> _INSTRUCTIONS TO FOLLOW_
Each entry should be restated word for word, with all pictures left out.

> _EXERCISE INPUT_

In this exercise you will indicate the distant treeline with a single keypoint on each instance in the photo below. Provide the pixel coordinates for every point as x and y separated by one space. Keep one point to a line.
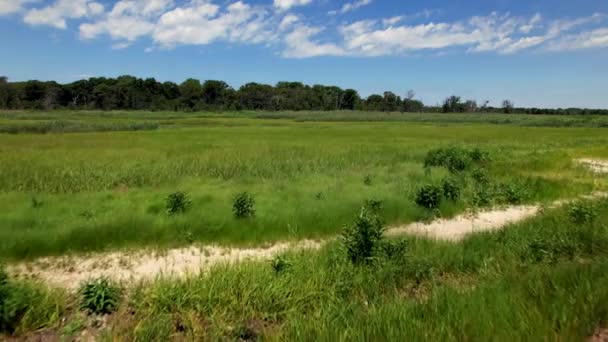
131 93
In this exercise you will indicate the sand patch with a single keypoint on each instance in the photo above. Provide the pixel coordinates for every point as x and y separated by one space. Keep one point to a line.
70 271
595 165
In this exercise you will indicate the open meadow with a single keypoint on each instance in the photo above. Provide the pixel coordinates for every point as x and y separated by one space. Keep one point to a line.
80 184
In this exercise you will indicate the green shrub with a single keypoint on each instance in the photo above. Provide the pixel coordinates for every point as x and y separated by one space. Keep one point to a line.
280 264
582 212
483 196
453 158
361 239
451 189
394 250
36 203
480 176
479 156
243 206
429 197
177 203
375 206
100 296
512 193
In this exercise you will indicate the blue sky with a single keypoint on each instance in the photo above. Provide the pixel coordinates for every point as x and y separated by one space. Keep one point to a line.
545 53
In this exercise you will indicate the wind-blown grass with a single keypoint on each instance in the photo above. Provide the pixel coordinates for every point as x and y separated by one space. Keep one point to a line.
62 126
98 191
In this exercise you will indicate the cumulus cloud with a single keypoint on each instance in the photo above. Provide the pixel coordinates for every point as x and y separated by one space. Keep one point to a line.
170 23
593 39
301 44
128 20
55 15
202 23
284 5
351 6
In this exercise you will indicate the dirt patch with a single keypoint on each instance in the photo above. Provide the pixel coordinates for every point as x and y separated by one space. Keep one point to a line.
457 228
595 165
69 272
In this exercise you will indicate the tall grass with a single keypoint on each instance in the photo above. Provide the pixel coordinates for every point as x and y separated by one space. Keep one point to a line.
493 286
97 191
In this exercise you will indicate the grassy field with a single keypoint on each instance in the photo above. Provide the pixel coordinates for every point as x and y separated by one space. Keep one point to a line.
538 280
79 192
76 182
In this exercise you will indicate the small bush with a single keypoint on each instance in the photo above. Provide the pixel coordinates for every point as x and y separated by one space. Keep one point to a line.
394 250
280 264
243 206
429 197
512 193
452 158
375 206
36 203
483 197
100 296
451 189
582 212
177 203
480 176
420 270
362 237
479 156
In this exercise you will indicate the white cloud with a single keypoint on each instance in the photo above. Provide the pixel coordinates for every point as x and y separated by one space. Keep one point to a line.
585 40
13 6
55 15
203 23
287 22
284 5
300 44
351 6
170 23
127 21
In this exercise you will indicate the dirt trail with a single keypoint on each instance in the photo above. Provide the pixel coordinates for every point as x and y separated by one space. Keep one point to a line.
69 271
596 165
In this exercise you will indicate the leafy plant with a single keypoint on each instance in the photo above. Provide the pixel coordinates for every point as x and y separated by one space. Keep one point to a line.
512 193
429 196
481 176
394 249
582 212
451 189
177 203
280 264
375 206
453 158
243 206
36 203
361 239
99 296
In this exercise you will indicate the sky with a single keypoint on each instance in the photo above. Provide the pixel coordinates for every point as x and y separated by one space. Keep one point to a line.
540 53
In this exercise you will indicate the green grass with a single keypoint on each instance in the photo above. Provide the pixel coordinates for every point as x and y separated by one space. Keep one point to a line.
537 280
500 285
80 192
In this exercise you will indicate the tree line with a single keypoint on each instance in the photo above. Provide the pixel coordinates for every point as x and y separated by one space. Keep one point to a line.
131 93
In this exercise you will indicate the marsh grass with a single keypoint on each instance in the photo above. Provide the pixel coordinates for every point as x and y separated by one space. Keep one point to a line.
490 285
308 177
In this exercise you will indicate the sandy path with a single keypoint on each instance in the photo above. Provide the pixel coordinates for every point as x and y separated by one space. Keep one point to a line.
596 165
69 271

> _OUTPUT_
In this exercise you will indicate the distant treeline with a single keypoint on each instance in the photo below. Provide the pixel coordinates for every point as x and y separated by one space. Keep one point to a line.
131 93
In this exercise you will indicate the sand patch with a single keypoint on each instance in the photo above. Provide the pixel coordinates for every point as x and y separated by one space. Keep one point to a line.
70 271
595 165
In this exercise you will indicate the open meadow with a single keypoint on each instance in the photo above. Provide the pixel coordinates for every point as x and y separated by one space. Keep one point to a line.
80 184
In this exercise you will indicate the green shrub with a single keypoint on each instance in the photo above. Provide the pixel coordinates for every point as x and y separated by one space. Keep one point to a line.
280 264
582 212
483 196
453 158
361 239
451 189
394 250
36 203
480 176
479 156
243 206
429 197
177 203
375 206
100 296
512 193
In this exercise you will indicate the blue sky with a single keypoint on each instance in the photo above. Provide the pixel coordinates for every point as x and y separated by one space. Keep one point to a line.
545 53
In this exercise you will indicate the wind-blown grass with a single keypoint on each instance in the photo above. Provide the pixel coordinates for every point as x and y separated by one space. Keep one point to a line.
62 126
98 191
In this exercise you will indicate the cumulus cloud with a single keypoint on each instance in the photo above. Provide the pixel coordinates for every point as x and y separated by one space. Keep one point to a line.
170 23
593 39
301 44
128 20
55 15
202 23
284 5
351 6
In this exercise you will indicate the dirt patch with a single keypoint on each instance in the photo above. Provide the pixel coordinates for every point as x and y separated by one space. Keep one point to a line.
457 228
595 165
69 272
In this exercise you will indicate the tall grass with a single keypoint on each instance in the photo above. Provide the pixel coordinates for every point as x and y separated by one space. Keep one point to a line.
493 286
97 191
In this exercise you will indicate the grassy field with a single keypoint on each instance in the photo above. Provide the pixel coordinates for every point as x and y separated by one space. Keep one point to a line.
538 280
79 192
76 182
In this exercise you will indicate the small bush with a single keypoint on each instance in the photo above. Provide the pixel coordinates for every point as x and y separated by one space. Keep one point to a line.
394 250
280 264
243 206
429 197
512 193
452 158
375 206
36 203
483 197
100 296
451 189
582 212
177 203
480 176
420 270
362 237
479 156
In this exercise you will indicate the white cloud with a single keypoint on each instance in the photo above. Provide the pixel coordinates for every point as x and y separated by one space. Keep one point to a line.
585 40
13 6
55 15
203 23
287 22
284 5
300 44
351 6
170 23
127 21
In this exercise you will indicate the dirt trail with a single keypoint on each instance in the photo above. Provide the pixel coordinates for every point as x and y separated by one space. Keep one point to a line.
69 271
596 165
In this exercise you will indicate the leafy plant with a single keypoint on each instance in the photo above. Provide the pixel coordinates for every point as x and y separated by one space. Keep one point to a line.
512 193
429 196
481 176
394 249
582 212
451 189
177 203
280 264
375 206
453 158
243 206
36 203
361 239
99 296
In this exercise you will indicate the sky with a single keypoint on each instance in the photo above. Provide the pixel coordinates for every point as x and y separated by one space. Keep one point to a line.
540 53
In this exercise you will indicate the green grass with a single keypoint on each instance in the photo above. Provide the pixel coordinates for every point as x and y separated by one space. Keep one point to a line.
537 280
500 285
80 192
In this exercise you will indicate the tree line with a single keypoint on each instance in the photo above. Provide the pixel coordinates for every point as x and y separated by one space. Keep one point to a line.
131 93
In this exercise you will indicate the marsh grass with a single keypoint on each instance in the photo above. Provide the pixel coordinates for every point as x and y separated by one space. Keep one point to a line.
490 285
308 177
In this exercise you will indicate the sandy path with a single keypoint on each instance in the photo above. Provide the pixel coordinates for every point as x and y separated by one space. Keep one point to a line.
596 165
69 271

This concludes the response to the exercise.